WHAT IS ASKED: Locate the line that contains "Where is the reindeer?" in the entries below. Retype it and all following lines through the final one, character for character.

PROVIDED RECORDS:
※ ※ ※

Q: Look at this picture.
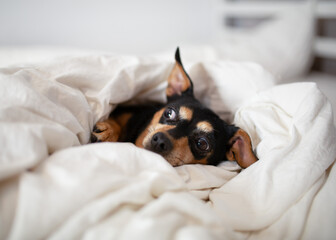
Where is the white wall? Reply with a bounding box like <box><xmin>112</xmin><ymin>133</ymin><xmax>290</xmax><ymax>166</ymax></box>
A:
<box><xmin>0</xmin><ymin>0</ymin><xmax>218</xmax><ymax>54</ymax></box>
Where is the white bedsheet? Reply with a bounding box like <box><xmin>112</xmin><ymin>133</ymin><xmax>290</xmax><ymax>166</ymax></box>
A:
<box><xmin>0</xmin><ymin>56</ymin><xmax>336</xmax><ymax>240</ymax></box>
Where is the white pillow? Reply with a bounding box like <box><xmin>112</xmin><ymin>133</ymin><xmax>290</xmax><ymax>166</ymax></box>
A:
<box><xmin>173</xmin><ymin>1</ymin><xmax>315</xmax><ymax>83</ymax></box>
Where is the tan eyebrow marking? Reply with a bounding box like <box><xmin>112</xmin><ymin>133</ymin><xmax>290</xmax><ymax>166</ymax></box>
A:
<box><xmin>179</xmin><ymin>107</ymin><xmax>193</xmax><ymax>121</ymax></box>
<box><xmin>196</xmin><ymin>121</ymin><xmax>213</xmax><ymax>133</ymax></box>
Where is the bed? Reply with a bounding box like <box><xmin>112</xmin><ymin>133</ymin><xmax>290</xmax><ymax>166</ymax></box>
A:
<box><xmin>0</xmin><ymin>1</ymin><xmax>336</xmax><ymax>240</ymax></box>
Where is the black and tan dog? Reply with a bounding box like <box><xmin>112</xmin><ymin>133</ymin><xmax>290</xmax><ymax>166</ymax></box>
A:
<box><xmin>91</xmin><ymin>49</ymin><xmax>257</xmax><ymax>168</ymax></box>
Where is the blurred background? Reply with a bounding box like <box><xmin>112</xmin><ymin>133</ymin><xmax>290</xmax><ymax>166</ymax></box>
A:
<box><xmin>0</xmin><ymin>0</ymin><xmax>336</xmax><ymax>75</ymax></box>
<box><xmin>0</xmin><ymin>0</ymin><xmax>216</xmax><ymax>54</ymax></box>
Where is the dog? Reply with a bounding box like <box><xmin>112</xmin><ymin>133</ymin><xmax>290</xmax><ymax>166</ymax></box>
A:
<box><xmin>91</xmin><ymin>48</ymin><xmax>258</xmax><ymax>168</ymax></box>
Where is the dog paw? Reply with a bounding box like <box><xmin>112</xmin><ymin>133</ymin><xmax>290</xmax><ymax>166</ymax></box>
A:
<box><xmin>90</xmin><ymin>120</ymin><xmax>120</xmax><ymax>143</ymax></box>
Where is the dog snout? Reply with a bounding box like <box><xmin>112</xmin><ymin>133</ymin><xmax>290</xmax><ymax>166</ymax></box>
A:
<box><xmin>151</xmin><ymin>132</ymin><xmax>173</xmax><ymax>155</ymax></box>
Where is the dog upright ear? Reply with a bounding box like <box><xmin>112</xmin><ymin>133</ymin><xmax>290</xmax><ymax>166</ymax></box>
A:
<box><xmin>226</xmin><ymin>129</ymin><xmax>258</xmax><ymax>168</ymax></box>
<box><xmin>166</xmin><ymin>48</ymin><xmax>193</xmax><ymax>101</ymax></box>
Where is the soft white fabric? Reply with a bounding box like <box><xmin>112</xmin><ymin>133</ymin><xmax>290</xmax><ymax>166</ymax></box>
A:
<box><xmin>0</xmin><ymin>56</ymin><xmax>336</xmax><ymax>239</ymax></box>
<box><xmin>158</xmin><ymin>0</ymin><xmax>316</xmax><ymax>83</ymax></box>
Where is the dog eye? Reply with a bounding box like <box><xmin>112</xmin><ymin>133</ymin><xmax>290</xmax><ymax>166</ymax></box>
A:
<box><xmin>196</xmin><ymin>137</ymin><xmax>210</xmax><ymax>152</ymax></box>
<box><xmin>164</xmin><ymin>108</ymin><xmax>177</xmax><ymax>121</ymax></box>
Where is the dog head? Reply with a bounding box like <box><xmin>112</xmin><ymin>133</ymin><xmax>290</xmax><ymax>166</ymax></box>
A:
<box><xmin>142</xmin><ymin>49</ymin><xmax>257</xmax><ymax>168</ymax></box>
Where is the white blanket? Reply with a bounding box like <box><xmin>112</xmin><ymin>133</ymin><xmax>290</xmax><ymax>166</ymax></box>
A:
<box><xmin>0</xmin><ymin>56</ymin><xmax>336</xmax><ymax>240</ymax></box>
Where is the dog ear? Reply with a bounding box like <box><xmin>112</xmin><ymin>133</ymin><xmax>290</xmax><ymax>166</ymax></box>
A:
<box><xmin>166</xmin><ymin>48</ymin><xmax>193</xmax><ymax>101</ymax></box>
<box><xmin>226</xmin><ymin>129</ymin><xmax>258</xmax><ymax>168</ymax></box>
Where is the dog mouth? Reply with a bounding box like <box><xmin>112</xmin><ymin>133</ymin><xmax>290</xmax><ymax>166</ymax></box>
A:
<box><xmin>144</xmin><ymin>132</ymin><xmax>173</xmax><ymax>157</ymax></box>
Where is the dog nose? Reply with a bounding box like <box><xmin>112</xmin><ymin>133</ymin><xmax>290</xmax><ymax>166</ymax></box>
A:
<box><xmin>151</xmin><ymin>132</ymin><xmax>173</xmax><ymax>154</ymax></box>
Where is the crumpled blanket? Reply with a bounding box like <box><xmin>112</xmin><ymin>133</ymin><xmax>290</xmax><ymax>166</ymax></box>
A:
<box><xmin>0</xmin><ymin>55</ymin><xmax>336</xmax><ymax>240</ymax></box>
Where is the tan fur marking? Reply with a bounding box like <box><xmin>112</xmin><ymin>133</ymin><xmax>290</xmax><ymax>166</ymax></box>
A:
<box><xmin>92</xmin><ymin>118</ymin><xmax>121</xmax><ymax>142</ymax></box>
<box><xmin>179</xmin><ymin>107</ymin><xmax>193</xmax><ymax>121</ymax></box>
<box><xmin>226</xmin><ymin>129</ymin><xmax>258</xmax><ymax>168</ymax></box>
<box><xmin>112</xmin><ymin>113</ymin><xmax>132</xmax><ymax>142</ymax></box>
<box><xmin>166</xmin><ymin>63</ymin><xmax>191</xmax><ymax>97</ymax></box>
<box><xmin>135</xmin><ymin>109</ymin><xmax>164</xmax><ymax>148</ymax></box>
<box><xmin>196</xmin><ymin>121</ymin><xmax>213</xmax><ymax>133</ymax></box>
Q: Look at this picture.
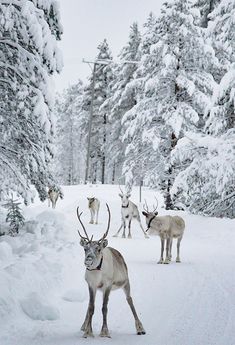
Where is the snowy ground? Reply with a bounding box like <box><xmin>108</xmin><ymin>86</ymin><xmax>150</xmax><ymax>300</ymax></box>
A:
<box><xmin>0</xmin><ymin>185</ymin><xmax>235</xmax><ymax>345</ymax></box>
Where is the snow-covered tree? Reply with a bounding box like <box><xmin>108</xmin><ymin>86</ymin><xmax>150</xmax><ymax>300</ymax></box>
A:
<box><xmin>4</xmin><ymin>196</ymin><xmax>24</xmax><ymax>236</ymax></box>
<box><xmin>54</xmin><ymin>81</ymin><xmax>88</xmax><ymax>185</ymax></box>
<box><xmin>102</xmin><ymin>23</ymin><xmax>141</xmax><ymax>182</ymax></box>
<box><xmin>124</xmin><ymin>0</ymin><xmax>215</xmax><ymax>208</ymax></box>
<box><xmin>0</xmin><ymin>0</ymin><xmax>62</xmax><ymax>201</ymax></box>
<box><xmin>172</xmin><ymin>1</ymin><xmax>235</xmax><ymax>217</ymax></box>
<box><xmin>84</xmin><ymin>39</ymin><xmax>112</xmax><ymax>183</ymax></box>
<box><xmin>171</xmin><ymin>129</ymin><xmax>235</xmax><ymax>218</ymax></box>
<box><xmin>206</xmin><ymin>0</ymin><xmax>235</xmax><ymax>135</ymax></box>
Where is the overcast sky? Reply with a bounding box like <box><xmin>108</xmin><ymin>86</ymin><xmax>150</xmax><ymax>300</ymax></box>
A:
<box><xmin>55</xmin><ymin>0</ymin><xmax>164</xmax><ymax>91</ymax></box>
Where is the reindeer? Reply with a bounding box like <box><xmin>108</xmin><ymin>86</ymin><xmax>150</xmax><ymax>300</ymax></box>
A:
<box><xmin>48</xmin><ymin>186</ymin><xmax>63</xmax><ymax>208</ymax></box>
<box><xmin>87</xmin><ymin>198</ymin><xmax>100</xmax><ymax>224</ymax></box>
<box><xmin>77</xmin><ymin>204</ymin><xmax>145</xmax><ymax>338</ymax></box>
<box><xmin>113</xmin><ymin>185</ymin><xmax>148</xmax><ymax>238</ymax></box>
<box><xmin>142</xmin><ymin>201</ymin><xmax>185</xmax><ymax>264</ymax></box>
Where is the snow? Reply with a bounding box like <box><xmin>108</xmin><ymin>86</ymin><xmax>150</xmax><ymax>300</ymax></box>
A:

※ ※ ※

ANSWER FOR THE TASK:
Where is the reindeer? Reply with a bounding box like <box><xmin>108</xmin><ymin>86</ymin><xmax>150</xmax><ymax>300</ymax></box>
A:
<box><xmin>48</xmin><ymin>186</ymin><xmax>63</xmax><ymax>208</ymax></box>
<box><xmin>87</xmin><ymin>198</ymin><xmax>100</xmax><ymax>224</ymax></box>
<box><xmin>77</xmin><ymin>204</ymin><xmax>145</xmax><ymax>338</ymax></box>
<box><xmin>113</xmin><ymin>185</ymin><xmax>148</xmax><ymax>238</ymax></box>
<box><xmin>142</xmin><ymin>201</ymin><xmax>185</xmax><ymax>264</ymax></box>
Where is the snow? Reply with a bounding box like <box><xmin>108</xmin><ymin>86</ymin><xmax>150</xmax><ymax>300</ymax></box>
A:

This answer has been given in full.